* _Excerto do documento_
Prestes a deixar o cargo de provedora de Justiça Europeia, que ocupa
desde 2013, Emily O’Reilly, entrevistada no programa “Global Conversation” da Euronews, referiu, entre os vários temas, que a Comissão Europeia “precisa
de ser mais responsabilizada, mais transparente sobre quais os poderes que a
influenciam e estar aberta a ouvir todas as partes interessadas”, abordou a
limitação de poderes de alguns órgãos da União Europeia (UE) e reiterou a preocupação
com o acordo de migração assinado com a Tunísia, num contexto de maior
influência da extrema-direita na Europa.
Recentemente, abriu um inquérito à Comissão Europeia pelo aligeiramento
de algumas regras da Política Agrícola Comum (PAC), a qual paga muito dinheiro
aos agricultores, que fizeram grandes protestos, durante este ano. Neste âmbito,
Emily O’Reilly prometeu analisar
documentos e entrevistar os funcionários envolvidos. Com efeito, as alterações à
PAC pareciam tornar o que os agricultores tinham de fazer, em relação à
proteção ambiental, um pouco menos dispendioso e menos difícil. E foi na sequência
das grandes manifestações de agricultores que foram feitas tais alterações, o que
deixou preocupadas as organizações envolvidas na proteção ambiental.

* _Listagem de dados_
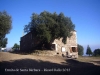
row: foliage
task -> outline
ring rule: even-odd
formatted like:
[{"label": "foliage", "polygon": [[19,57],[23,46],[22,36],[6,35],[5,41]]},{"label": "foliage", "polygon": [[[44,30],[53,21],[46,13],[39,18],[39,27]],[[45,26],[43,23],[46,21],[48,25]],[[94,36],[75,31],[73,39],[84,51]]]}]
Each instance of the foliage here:
[{"label": "foliage", "polygon": [[2,38],[1,40],[0,40],[0,47],[6,47],[6,45],[7,45],[7,38]]},{"label": "foliage", "polygon": [[0,47],[6,47],[7,38],[5,35],[10,32],[11,28],[11,16],[6,11],[0,12]]},{"label": "foliage", "polygon": [[0,12],[0,40],[10,32],[11,28],[11,16],[6,11]]},{"label": "foliage", "polygon": [[100,56],[100,49],[95,49],[93,52],[94,56]]},{"label": "foliage", "polygon": [[55,39],[63,38],[62,42],[66,44],[67,37],[72,35],[75,25],[69,17],[63,13],[50,13],[47,11],[40,14],[33,13],[31,22],[25,25],[25,32],[32,32],[36,38],[40,39],[42,44],[51,43]]},{"label": "foliage", "polygon": [[12,49],[14,49],[14,50],[19,50],[19,48],[20,48],[20,46],[17,43],[15,43],[14,46],[12,47]]},{"label": "foliage", "polygon": [[92,51],[91,51],[91,48],[89,47],[89,45],[87,46],[87,52],[86,52],[87,55],[92,55]]},{"label": "foliage", "polygon": [[81,46],[81,45],[79,45],[78,44],[78,55],[83,55],[83,51],[84,51],[84,48],[83,48],[83,46]]}]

* _Tarefa proposta 1_
Segundo o excerto, desde que ano Emily O’Reilly ocupa o cargo de provedora de Justiça Europeia?
* _Tarefa proposta 2_
Por favor, repita sem alterações a parte do excerto que começa nas palavras "Prestes a deixar" e termina depois de "extrema-direita na Europa.".

* _Resposta completa 1_
Desde 2013.

* _Resposta completa 2_
Prestes a deixar o cargo de provedora de Justiça Europeia, que ocupa
desde 2013, Emily O’Reilly, entrevistada no programa “Global Conversation” da Euronews, referiu, entre os vários temas, que a Comissão Europeia “precisa
de ser mais responsabilizada, mais transparente sobre quais os poderes que a
influenciam e estar aberta a ouvir todas as partes interessadas”, abordou a
limitação de poderes de alguns órgãos da União Europeia (UE) e reiterou a preocupação
com o acordo de migração assinado com a Tunísia, num contexto de maior
influência da extrema-direita na Europa.